[Task prompt] Find "# point: blurred green" in the data, then restate the line it sits in and every later line word for word, ending with the last line.

[Extracted data]
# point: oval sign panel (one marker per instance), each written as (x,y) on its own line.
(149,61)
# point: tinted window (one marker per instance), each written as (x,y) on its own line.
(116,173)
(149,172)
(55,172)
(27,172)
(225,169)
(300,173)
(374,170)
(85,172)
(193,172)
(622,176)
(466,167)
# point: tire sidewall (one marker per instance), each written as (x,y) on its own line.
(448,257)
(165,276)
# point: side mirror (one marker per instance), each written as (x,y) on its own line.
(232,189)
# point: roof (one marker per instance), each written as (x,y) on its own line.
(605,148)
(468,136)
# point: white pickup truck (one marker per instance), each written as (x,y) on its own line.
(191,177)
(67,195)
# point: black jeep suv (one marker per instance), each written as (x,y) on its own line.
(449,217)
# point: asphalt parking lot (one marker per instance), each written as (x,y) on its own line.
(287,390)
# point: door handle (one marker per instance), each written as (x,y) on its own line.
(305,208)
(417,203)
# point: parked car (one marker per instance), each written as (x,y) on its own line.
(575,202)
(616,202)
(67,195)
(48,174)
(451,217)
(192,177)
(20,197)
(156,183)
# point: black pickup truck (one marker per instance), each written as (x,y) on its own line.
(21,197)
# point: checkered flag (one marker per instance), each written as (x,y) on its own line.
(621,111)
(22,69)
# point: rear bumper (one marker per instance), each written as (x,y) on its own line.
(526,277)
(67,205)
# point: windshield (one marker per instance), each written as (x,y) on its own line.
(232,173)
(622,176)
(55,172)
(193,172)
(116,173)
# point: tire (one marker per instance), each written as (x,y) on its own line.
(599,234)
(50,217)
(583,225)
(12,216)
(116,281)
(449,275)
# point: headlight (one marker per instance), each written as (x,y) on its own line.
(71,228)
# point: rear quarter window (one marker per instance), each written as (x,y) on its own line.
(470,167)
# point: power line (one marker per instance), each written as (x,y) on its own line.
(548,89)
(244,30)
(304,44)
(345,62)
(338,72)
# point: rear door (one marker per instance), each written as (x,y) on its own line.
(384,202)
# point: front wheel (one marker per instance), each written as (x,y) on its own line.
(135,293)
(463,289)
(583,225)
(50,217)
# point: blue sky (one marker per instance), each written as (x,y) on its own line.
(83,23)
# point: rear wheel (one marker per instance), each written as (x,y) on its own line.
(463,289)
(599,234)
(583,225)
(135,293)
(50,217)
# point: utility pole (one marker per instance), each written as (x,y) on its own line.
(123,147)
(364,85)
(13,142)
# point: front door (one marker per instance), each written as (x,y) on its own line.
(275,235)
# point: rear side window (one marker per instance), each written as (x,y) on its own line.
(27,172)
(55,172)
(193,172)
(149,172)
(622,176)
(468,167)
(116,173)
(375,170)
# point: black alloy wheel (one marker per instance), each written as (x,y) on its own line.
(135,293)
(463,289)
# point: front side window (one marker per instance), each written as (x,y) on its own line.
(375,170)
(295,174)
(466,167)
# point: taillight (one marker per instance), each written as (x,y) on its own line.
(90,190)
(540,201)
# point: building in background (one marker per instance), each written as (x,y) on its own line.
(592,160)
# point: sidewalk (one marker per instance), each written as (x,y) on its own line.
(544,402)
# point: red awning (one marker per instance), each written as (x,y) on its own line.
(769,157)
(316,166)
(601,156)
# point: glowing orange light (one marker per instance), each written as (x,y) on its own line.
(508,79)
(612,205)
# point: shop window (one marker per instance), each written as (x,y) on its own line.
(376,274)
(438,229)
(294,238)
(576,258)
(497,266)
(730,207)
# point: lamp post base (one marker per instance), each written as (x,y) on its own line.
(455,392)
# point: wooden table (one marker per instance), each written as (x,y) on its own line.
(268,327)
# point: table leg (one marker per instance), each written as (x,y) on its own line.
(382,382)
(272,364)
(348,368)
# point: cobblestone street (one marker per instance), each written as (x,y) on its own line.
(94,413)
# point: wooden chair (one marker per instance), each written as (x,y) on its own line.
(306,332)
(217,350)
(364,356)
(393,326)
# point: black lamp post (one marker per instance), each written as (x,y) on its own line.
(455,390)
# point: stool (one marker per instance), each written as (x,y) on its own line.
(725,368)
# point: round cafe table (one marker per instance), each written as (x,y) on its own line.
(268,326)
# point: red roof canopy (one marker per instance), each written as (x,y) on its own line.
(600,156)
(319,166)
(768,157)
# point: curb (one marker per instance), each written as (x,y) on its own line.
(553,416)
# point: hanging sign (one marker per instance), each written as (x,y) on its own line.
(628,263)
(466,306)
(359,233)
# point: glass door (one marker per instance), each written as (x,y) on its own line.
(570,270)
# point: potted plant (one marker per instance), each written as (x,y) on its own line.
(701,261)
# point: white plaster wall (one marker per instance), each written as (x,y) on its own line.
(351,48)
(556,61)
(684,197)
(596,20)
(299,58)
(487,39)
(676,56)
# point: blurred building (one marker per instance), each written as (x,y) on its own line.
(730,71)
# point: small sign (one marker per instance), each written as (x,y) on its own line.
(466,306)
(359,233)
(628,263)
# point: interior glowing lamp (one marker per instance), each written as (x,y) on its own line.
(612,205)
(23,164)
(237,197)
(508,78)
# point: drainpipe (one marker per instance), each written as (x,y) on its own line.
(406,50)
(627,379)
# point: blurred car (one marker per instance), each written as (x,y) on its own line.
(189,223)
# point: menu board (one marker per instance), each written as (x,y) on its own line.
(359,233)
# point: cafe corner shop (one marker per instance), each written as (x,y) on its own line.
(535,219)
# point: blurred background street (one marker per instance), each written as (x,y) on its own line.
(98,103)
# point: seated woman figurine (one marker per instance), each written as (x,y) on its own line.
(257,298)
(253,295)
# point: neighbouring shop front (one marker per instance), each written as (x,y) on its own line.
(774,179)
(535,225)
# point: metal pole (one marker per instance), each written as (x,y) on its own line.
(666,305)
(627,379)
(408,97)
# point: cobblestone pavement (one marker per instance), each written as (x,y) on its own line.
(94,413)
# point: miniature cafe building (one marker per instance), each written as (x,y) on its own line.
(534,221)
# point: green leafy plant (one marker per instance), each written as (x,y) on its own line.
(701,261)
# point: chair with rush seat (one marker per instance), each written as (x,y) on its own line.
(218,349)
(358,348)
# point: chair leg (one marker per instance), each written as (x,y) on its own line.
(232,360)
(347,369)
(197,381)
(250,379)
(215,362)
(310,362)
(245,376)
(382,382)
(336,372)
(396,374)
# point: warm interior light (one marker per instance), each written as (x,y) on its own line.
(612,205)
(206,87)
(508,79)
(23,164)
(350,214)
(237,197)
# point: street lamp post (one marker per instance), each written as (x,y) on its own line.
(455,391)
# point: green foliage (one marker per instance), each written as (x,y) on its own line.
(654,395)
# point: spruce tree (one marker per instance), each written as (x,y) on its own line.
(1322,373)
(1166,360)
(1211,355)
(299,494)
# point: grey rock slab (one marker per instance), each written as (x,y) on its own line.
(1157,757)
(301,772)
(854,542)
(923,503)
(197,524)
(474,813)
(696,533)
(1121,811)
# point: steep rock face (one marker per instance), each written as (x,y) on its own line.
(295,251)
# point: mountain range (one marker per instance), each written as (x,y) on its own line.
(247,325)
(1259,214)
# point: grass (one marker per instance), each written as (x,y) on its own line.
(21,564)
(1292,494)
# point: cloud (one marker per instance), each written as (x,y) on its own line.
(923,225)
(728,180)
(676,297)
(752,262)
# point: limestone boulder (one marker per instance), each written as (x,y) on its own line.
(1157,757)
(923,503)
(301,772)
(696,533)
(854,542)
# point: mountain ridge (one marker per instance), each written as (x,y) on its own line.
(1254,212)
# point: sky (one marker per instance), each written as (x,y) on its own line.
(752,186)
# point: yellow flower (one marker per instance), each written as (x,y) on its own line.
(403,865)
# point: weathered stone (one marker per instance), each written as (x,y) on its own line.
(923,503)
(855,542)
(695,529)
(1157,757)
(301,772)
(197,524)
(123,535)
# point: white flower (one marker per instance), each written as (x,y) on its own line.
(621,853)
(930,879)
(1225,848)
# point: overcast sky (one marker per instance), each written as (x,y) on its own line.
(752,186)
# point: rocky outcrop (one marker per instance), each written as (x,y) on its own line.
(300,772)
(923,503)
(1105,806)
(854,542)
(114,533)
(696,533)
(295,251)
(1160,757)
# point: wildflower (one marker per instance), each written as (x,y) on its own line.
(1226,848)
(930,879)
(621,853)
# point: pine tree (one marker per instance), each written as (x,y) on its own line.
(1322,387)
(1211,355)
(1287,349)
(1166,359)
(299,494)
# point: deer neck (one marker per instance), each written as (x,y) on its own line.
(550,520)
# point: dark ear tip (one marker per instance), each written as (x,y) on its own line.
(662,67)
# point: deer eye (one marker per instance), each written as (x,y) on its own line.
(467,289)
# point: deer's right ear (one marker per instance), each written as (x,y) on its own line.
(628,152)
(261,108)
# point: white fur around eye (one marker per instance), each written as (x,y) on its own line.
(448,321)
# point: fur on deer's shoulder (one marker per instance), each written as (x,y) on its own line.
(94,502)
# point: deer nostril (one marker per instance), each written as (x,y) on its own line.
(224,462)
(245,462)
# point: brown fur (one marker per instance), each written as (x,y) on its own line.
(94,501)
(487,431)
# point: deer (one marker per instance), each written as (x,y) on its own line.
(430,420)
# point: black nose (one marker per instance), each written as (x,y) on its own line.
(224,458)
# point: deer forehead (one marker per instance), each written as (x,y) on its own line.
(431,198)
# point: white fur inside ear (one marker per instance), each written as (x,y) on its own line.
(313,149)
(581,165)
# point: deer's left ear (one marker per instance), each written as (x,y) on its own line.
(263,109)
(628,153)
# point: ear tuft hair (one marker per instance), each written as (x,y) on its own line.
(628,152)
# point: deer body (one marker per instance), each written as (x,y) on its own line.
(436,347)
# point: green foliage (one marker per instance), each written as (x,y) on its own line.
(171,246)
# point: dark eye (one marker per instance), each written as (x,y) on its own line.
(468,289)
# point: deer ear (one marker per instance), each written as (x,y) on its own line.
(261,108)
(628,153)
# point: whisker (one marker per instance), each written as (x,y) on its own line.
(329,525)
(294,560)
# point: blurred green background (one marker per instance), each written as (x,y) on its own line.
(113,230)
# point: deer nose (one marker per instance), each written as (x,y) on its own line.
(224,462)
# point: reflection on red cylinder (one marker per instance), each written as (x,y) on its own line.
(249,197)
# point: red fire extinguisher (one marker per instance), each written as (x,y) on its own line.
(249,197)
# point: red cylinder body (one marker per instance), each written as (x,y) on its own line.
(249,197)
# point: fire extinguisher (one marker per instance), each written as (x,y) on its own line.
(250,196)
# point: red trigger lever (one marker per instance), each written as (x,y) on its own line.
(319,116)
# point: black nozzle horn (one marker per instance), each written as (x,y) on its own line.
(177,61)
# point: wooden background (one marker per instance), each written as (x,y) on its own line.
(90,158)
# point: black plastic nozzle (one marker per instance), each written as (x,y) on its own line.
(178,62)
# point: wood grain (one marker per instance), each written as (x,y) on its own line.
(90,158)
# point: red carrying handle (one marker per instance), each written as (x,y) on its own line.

[Full response]
# point: blurred green background (one marker per instance), each written as (x,y) on its own line.
(113,230)
# point: deer nose (one marker per instance), each written as (x,y) on its own line.
(224,462)
# point: reflection on red cylinder (one marker per instance), each written as (x,y) on its own line.
(249,197)
# point: red fire extinguisher (one marker per instance), each written as (x,y) on its own line.
(249,197)
# point: red cylinder body (one marker per instance), each written as (x,y) on its own line.
(249,197)
# point: fire extinguisher (one marker per instance), each written as (x,y) on its own line.
(250,196)
# point: red trigger lever (one marker per instance), each written as (x,y) on its own line.
(319,116)
# point: black nozzle horn (one marker per instance), each written as (x,y) on its own line.
(177,61)
# point: wooden background (one marker per instance), each written as (x,y) on its own line.
(90,158)
# point: black plastic nozzle (one marker per instance), each written as (x,y) on its own line.
(178,62)
# point: wood grain (one marker per instance), each written as (x,y) on its own line.
(90,158)
# point: red carrying handle (one marker per instance), each written as (x,y) on its own line.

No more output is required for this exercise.